** Document text follows **
Page xv: In Charleston, West Virginia, complaints about vagrancy and needle litter outside the public health department's needle exchange led to its closure in 2018, sparking a 1,500 percent increase in HIV.

Page 13: At one community meeting Mathis attended...a historic-district leader complained repeatedly that her neighborhood had been overtaken by people engaging in around-the-clock drug deals. "We need to tear down those houses and abolish the Fourth Amendment so police can do what they need to do," the woman said.

Mathis listened patiently to a range of stigma-inflicted comments. But at the mention of of abolishing the Fourth Amendment she stood..."Y'all, I just have to ask: Do you know the song, 'They Will Know We Are Christians by Our Love'? Well, I'm not feeling the love in this room right now."

Mathis reminded them that that Jesus tended first to people's physical needs because he understood that folks who were tired, hungry, and hurting "wouldn't have ears for what he needed to say." When the civic leader persisted, Mathis politely suggested she fix her neighbors a casserole---people who use drugs sometimes forget to eat, she explained.
** End of Document text **
** Dataset content follows **
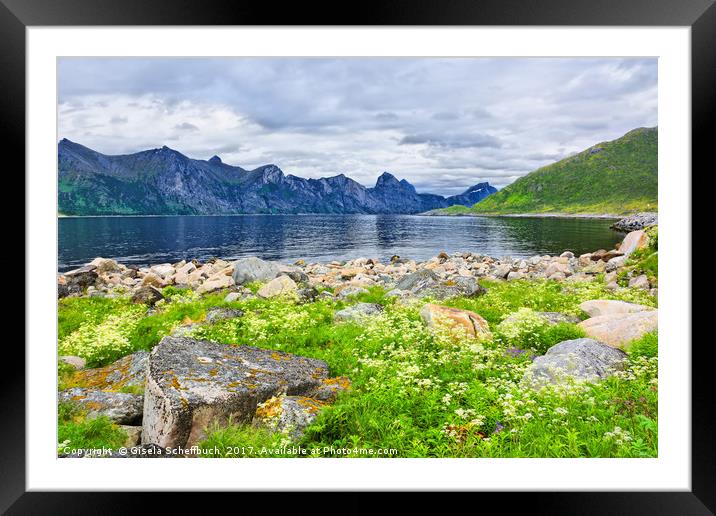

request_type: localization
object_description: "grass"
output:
[59,272,658,457]
[444,127,658,215]
[57,403,127,452]
[618,226,659,285]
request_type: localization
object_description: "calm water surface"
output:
[58,215,623,271]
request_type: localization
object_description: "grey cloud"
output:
[58,58,657,193]
[398,134,502,148]
[432,111,460,120]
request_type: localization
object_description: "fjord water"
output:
[58,215,623,271]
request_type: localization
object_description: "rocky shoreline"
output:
[58,230,656,302]
[58,226,658,457]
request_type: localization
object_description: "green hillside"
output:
[456,127,658,215]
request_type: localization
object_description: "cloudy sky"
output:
[58,58,657,195]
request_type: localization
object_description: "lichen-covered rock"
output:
[334,303,383,321]
[58,387,144,425]
[196,271,234,294]
[522,338,627,389]
[233,256,281,285]
[629,274,651,290]
[205,307,244,324]
[89,258,123,274]
[579,299,654,317]
[611,212,659,233]
[253,396,325,439]
[132,285,164,306]
[66,351,149,391]
[395,269,487,299]
[579,310,659,348]
[420,303,490,337]
[142,337,328,447]
[256,274,298,298]
[619,230,649,256]
[296,287,318,303]
[58,355,87,369]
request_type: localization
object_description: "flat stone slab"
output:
[579,310,659,347]
[252,396,324,439]
[420,303,490,337]
[395,269,487,299]
[142,337,328,448]
[333,303,383,321]
[522,338,627,389]
[58,387,144,425]
[233,256,281,285]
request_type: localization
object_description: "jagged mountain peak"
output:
[58,139,498,215]
[375,172,400,188]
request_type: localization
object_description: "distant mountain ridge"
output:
[58,139,497,215]
[442,127,659,215]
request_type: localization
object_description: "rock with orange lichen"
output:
[309,376,351,403]
[252,395,325,439]
[64,351,149,392]
[142,337,342,448]
[420,303,490,337]
[58,387,144,425]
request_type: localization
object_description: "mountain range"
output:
[439,127,659,215]
[58,139,497,215]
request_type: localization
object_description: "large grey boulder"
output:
[142,337,336,447]
[611,212,659,233]
[256,274,298,298]
[579,310,659,349]
[395,269,487,299]
[205,306,244,324]
[502,312,579,324]
[579,299,654,317]
[522,338,627,389]
[233,256,281,285]
[63,351,149,391]
[132,285,164,306]
[58,387,144,425]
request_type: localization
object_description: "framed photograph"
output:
[0,0,716,514]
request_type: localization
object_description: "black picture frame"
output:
[0,0,716,515]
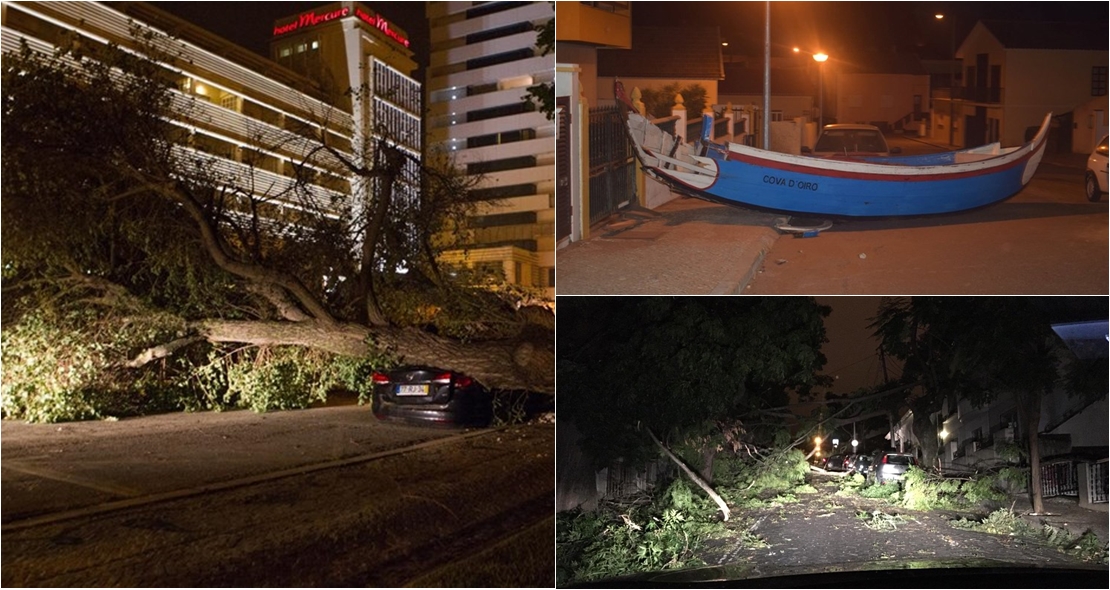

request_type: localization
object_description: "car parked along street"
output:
[867,451,917,484]
[371,366,493,427]
[1083,135,1110,203]
[801,123,901,159]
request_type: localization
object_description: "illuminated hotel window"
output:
[220,94,239,111]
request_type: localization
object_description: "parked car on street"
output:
[1083,135,1110,203]
[371,366,493,427]
[848,455,874,477]
[821,455,846,471]
[801,123,901,157]
[867,451,917,484]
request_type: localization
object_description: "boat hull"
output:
[616,78,1052,217]
[692,138,1043,217]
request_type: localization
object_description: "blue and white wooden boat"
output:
[616,82,1052,217]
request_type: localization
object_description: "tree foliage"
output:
[557,297,828,465]
[0,28,554,417]
[640,82,708,121]
[524,2,555,120]
[871,297,1106,512]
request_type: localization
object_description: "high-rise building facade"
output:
[270,1,423,256]
[0,2,355,228]
[425,1,555,297]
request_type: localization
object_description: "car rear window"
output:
[814,129,887,152]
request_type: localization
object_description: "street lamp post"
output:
[814,52,829,133]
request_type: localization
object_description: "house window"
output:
[1091,65,1107,96]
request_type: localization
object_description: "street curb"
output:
[732,230,783,295]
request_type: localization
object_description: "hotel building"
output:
[270,1,423,237]
[426,1,555,298]
[0,2,355,225]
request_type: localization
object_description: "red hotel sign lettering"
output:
[274,7,408,47]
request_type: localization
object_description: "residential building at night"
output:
[931,21,1108,153]
[555,2,643,243]
[426,1,555,298]
[0,2,354,228]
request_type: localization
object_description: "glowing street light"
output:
[814,51,829,133]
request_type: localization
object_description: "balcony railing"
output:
[951,87,1002,104]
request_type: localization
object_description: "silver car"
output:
[1083,136,1110,203]
[867,452,917,484]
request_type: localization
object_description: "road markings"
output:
[3,460,142,498]
[0,427,507,532]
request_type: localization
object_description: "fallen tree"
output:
[2,24,555,414]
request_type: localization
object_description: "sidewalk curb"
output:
[728,230,783,295]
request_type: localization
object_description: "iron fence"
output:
[1041,461,1079,498]
[589,106,636,224]
[1087,459,1108,503]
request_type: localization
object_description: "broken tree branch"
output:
[645,428,731,520]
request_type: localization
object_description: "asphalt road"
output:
[699,475,1097,576]
[0,406,555,587]
[744,140,1110,295]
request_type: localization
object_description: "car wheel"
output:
[1086,172,1101,203]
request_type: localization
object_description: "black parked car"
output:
[371,366,493,427]
[848,455,874,477]
[823,455,847,471]
[867,451,917,484]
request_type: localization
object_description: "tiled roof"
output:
[717,63,817,96]
[980,20,1110,51]
[597,27,725,80]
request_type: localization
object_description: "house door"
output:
[589,106,636,224]
[963,106,987,148]
[555,96,573,242]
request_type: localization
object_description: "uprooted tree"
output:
[557,297,829,518]
[2,31,554,419]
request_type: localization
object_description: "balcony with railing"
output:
[934,87,1002,104]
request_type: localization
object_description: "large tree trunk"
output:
[193,319,555,394]
[647,429,731,520]
[1016,391,1045,515]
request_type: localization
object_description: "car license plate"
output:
[397,385,427,396]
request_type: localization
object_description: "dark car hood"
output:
[573,558,1108,589]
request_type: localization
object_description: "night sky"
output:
[632,2,1110,59]
[151,1,428,75]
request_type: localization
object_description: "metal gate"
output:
[555,96,574,242]
[1087,459,1110,503]
[589,106,636,224]
[1041,461,1079,498]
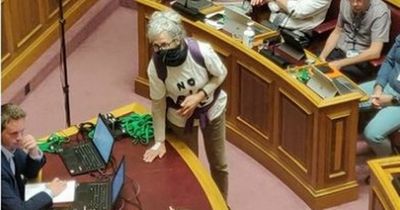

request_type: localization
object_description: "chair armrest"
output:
[369,56,385,67]
[313,19,337,34]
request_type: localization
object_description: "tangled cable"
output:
[38,133,68,153]
[119,113,154,145]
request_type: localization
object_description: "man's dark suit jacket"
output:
[1,149,53,210]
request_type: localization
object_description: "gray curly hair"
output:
[147,10,186,42]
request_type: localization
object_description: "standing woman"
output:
[143,10,228,200]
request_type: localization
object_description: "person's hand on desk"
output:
[143,142,167,163]
[370,94,393,109]
[329,60,344,70]
[46,178,67,197]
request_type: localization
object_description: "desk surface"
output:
[42,104,227,210]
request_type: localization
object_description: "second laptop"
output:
[59,114,114,175]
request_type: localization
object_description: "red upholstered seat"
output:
[370,3,400,67]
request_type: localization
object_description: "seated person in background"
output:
[1,104,66,210]
[250,0,331,32]
[360,35,400,157]
[320,0,391,83]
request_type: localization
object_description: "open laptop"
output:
[223,6,268,36]
[307,66,338,99]
[59,114,114,175]
[72,156,126,210]
[278,29,306,61]
[307,66,364,98]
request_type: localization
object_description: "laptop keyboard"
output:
[333,77,353,95]
[75,144,102,170]
[87,183,108,209]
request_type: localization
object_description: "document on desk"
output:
[25,180,76,203]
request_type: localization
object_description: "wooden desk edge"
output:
[41,103,228,210]
[367,156,400,209]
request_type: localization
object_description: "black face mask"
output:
[157,42,188,66]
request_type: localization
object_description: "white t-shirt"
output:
[268,0,331,31]
[147,39,227,141]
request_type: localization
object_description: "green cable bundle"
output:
[38,133,66,153]
[119,113,154,145]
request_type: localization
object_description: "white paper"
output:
[25,180,76,203]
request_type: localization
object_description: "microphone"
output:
[171,0,205,19]
[276,9,295,32]
[270,9,295,55]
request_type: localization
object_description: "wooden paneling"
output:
[278,93,314,176]
[1,0,97,91]
[368,155,400,210]
[236,65,272,141]
[10,0,42,50]
[1,0,13,63]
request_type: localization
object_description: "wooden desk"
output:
[368,156,400,210]
[42,104,227,210]
[135,0,362,209]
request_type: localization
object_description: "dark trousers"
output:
[327,49,376,83]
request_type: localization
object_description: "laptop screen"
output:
[111,157,125,203]
[93,114,114,163]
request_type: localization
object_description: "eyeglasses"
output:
[153,39,176,52]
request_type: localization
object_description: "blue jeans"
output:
[359,81,400,157]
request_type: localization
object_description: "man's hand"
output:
[143,142,167,163]
[177,91,206,119]
[22,135,40,157]
[46,178,67,197]
[371,94,393,109]
[329,60,343,70]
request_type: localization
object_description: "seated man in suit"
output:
[360,35,400,157]
[320,0,391,83]
[250,0,331,32]
[1,104,66,210]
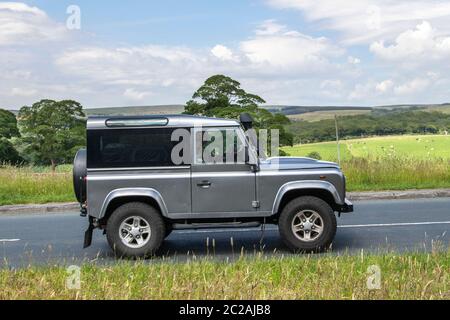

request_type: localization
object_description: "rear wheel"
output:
[106,202,166,258]
[278,196,337,252]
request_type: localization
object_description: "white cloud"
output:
[375,80,394,93]
[11,88,37,97]
[240,20,343,72]
[123,88,152,101]
[267,0,450,44]
[347,56,361,64]
[0,0,450,108]
[370,21,450,60]
[394,78,430,95]
[0,2,68,46]
[211,44,233,61]
[255,19,286,36]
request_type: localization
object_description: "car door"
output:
** End of Dataset content **
■ **Assignment A**: Repeat the portion of the excerpts starting at "Page xv: In" and ending at "increase in HIV.".
■ **Assignment B**:
Answer these questions from the excerpts:
(i) In what year was the Charleston needle exchange closed?
(ii) What did the historic-district leader want abolished?
(iii) What dish did Mathis suggest the civic leader fix for her neighbors?
■ **Assignment C**: Translate this sentence from the excerpts into Spanish: "Mathis listened patiently to a range of stigma-inflicted comments."
Answer from the excerpts alone.

■ **Response box A**:
Page xv: In Charleston, West Virginia, complaints about vagrancy and needle litter outside the public health department's needle exchange led to its closure in 2018, sparking a 1,500 percent increase in HIV.

■ **Response box B**:
(i) 2018
(ii) The Fourth Amendment
(iii) A casserole

■ **Response box C**: Mathis escuchó con paciencia una serie de comentarios que infligían estigma.